- WHAT YOU NEED TO DO -
Find each line in the items below that contains the string "region", and copy those lines.

- SOURCE RECORDS -
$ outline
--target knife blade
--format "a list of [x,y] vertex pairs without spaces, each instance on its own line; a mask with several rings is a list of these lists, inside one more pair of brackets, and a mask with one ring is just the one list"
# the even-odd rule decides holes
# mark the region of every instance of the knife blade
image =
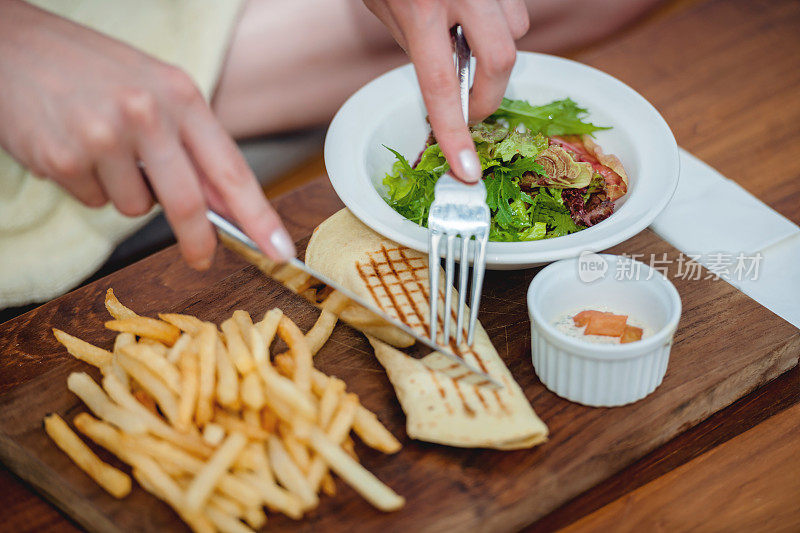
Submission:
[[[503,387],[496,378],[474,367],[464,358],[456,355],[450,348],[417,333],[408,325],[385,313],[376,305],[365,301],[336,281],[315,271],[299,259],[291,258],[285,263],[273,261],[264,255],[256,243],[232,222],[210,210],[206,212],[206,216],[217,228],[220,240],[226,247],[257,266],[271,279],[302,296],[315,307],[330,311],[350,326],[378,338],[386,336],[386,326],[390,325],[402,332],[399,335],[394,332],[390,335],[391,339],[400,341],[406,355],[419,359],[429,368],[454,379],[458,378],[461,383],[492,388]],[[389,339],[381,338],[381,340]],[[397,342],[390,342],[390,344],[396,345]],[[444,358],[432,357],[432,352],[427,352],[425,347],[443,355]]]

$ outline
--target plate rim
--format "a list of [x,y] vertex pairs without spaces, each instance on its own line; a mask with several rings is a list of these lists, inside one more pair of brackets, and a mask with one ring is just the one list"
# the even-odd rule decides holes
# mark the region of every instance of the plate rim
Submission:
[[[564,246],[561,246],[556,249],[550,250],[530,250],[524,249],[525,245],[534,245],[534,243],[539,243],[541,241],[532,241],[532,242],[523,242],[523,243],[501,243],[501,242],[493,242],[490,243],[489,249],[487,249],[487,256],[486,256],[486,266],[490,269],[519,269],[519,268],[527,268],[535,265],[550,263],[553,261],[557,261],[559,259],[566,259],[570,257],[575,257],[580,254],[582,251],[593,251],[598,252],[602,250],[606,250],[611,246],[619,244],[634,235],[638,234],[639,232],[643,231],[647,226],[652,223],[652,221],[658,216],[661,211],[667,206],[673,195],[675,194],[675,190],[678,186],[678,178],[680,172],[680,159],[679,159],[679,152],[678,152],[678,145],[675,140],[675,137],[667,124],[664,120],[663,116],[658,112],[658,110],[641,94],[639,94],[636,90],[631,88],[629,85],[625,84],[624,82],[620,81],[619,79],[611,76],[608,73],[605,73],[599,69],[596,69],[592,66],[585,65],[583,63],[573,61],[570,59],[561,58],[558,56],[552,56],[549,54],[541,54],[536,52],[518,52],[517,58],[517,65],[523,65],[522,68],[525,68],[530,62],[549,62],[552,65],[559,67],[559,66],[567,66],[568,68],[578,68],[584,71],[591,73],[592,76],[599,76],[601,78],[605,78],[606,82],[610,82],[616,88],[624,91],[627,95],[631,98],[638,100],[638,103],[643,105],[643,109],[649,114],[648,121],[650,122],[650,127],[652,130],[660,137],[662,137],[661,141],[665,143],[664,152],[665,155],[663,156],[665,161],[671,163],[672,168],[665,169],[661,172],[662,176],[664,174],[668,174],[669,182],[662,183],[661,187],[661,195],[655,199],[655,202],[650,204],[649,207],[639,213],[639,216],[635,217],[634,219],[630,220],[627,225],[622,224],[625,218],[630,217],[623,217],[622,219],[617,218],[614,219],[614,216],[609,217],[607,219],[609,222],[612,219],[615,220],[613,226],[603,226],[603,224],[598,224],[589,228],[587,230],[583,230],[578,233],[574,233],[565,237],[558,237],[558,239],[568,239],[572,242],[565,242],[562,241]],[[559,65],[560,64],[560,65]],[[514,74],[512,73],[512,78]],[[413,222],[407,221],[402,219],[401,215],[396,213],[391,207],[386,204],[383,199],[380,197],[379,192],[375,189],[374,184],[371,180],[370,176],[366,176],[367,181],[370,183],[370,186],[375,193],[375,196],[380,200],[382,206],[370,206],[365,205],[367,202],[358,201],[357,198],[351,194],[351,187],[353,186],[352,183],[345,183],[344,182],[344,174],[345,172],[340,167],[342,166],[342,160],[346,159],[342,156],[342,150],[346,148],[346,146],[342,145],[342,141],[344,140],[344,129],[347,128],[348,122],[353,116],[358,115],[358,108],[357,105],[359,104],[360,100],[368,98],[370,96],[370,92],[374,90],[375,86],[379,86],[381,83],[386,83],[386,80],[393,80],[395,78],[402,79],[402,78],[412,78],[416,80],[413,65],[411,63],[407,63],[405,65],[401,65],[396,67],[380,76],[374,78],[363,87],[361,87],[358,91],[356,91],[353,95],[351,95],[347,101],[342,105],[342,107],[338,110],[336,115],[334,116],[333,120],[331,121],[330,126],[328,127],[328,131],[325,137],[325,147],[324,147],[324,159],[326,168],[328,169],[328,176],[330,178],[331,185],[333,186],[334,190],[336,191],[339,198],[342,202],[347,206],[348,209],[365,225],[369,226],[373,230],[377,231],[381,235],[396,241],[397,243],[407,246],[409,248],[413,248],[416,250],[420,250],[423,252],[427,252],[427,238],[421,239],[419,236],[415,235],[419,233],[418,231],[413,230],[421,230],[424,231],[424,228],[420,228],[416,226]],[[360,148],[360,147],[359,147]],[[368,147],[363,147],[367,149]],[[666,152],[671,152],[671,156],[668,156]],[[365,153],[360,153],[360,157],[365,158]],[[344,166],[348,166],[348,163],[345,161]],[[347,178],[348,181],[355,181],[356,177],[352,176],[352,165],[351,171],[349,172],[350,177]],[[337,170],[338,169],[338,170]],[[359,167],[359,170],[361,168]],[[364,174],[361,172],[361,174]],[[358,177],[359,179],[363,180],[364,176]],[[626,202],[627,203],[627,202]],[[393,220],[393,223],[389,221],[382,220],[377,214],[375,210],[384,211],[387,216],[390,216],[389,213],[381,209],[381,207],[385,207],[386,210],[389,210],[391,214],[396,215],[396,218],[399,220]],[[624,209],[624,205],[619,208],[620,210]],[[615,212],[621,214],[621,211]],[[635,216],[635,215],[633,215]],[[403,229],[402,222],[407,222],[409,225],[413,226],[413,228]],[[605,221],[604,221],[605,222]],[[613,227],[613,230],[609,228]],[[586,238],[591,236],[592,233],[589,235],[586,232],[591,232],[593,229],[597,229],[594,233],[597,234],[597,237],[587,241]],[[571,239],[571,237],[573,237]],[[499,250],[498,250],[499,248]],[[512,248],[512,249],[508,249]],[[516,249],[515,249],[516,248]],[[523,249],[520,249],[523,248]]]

...

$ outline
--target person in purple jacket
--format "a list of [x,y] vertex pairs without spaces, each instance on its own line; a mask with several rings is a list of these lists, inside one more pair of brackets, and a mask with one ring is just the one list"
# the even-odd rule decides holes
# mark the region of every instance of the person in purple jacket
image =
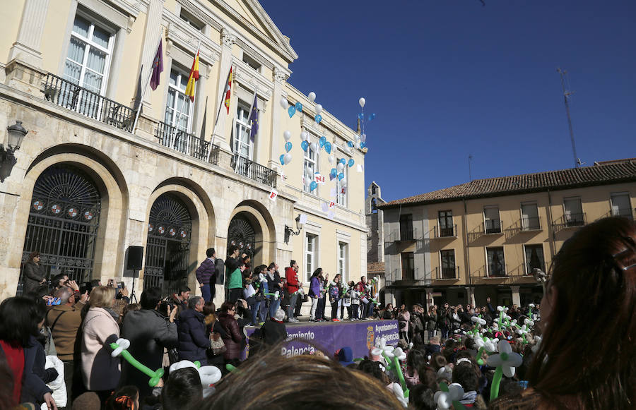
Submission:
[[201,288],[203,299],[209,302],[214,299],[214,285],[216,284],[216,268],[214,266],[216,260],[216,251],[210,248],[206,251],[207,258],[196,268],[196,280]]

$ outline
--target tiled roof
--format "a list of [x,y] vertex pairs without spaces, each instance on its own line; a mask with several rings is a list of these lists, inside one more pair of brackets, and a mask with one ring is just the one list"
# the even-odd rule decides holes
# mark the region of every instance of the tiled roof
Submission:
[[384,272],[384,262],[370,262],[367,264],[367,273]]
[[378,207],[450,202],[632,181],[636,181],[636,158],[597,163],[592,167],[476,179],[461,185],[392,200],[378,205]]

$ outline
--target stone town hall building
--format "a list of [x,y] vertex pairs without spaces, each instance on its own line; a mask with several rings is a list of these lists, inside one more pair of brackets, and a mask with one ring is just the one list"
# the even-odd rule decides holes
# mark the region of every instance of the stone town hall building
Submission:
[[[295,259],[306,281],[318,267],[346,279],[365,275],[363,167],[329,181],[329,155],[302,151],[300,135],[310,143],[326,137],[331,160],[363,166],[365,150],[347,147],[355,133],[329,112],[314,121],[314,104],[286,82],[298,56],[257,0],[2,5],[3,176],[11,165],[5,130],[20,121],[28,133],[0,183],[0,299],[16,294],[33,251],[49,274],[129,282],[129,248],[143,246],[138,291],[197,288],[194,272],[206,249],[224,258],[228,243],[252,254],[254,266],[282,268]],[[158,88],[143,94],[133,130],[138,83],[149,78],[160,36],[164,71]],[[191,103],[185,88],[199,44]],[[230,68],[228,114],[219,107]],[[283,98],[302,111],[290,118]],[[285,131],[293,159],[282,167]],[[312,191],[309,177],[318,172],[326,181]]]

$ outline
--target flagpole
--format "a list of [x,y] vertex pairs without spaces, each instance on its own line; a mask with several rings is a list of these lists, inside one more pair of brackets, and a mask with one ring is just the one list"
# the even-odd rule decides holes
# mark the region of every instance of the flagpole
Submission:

- THE SOLUTION -
# mark the region of every instance of the knife blade
# mark the region of every instance of the plate rim
# mark the region of every instance of the person in purple jacket
# mark the region of every instance of the tiled roof
# mark the region of every instance of the stone town hall building
# mark the region of every instance of the flagpole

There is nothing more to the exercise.